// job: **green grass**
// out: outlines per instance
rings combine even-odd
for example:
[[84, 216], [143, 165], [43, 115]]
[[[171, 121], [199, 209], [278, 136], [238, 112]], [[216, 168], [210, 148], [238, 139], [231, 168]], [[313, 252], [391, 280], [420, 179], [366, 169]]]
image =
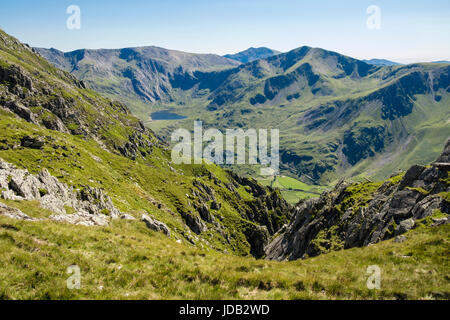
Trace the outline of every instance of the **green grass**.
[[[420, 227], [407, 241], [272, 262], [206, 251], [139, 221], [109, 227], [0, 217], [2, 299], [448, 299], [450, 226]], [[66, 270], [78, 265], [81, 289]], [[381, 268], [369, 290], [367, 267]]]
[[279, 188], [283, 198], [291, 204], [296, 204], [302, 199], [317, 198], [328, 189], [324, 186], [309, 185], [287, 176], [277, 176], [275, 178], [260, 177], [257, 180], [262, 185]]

* [Your goal] Lay out the lines above as a numbered list, skipping any blank lines and leaving out the pictures.

* [Exercise response]
1. // job: **green grass**
2. // out: outlines per instance
3. rings combine even-odd
4. for example:
5. [[84, 216], [143, 165], [43, 115]]
6. [[[171, 121], [199, 209], [278, 136], [238, 112]], [[216, 168], [210, 148], [238, 139], [231, 168]], [[313, 252], [391, 280], [420, 179], [366, 169]]]
7. image =
8. Trace the outline of every instance of the **green grass**.
9. [[[420, 227], [407, 241], [272, 262], [206, 251], [139, 221], [109, 227], [0, 217], [2, 299], [448, 299], [450, 226]], [[66, 270], [78, 265], [81, 289]], [[381, 268], [369, 290], [367, 267]]]
10. [[279, 188], [283, 198], [291, 204], [296, 204], [302, 199], [317, 198], [328, 189], [324, 186], [309, 185], [287, 176], [277, 176], [275, 178], [260, 177], [257, 180], [262, 185]]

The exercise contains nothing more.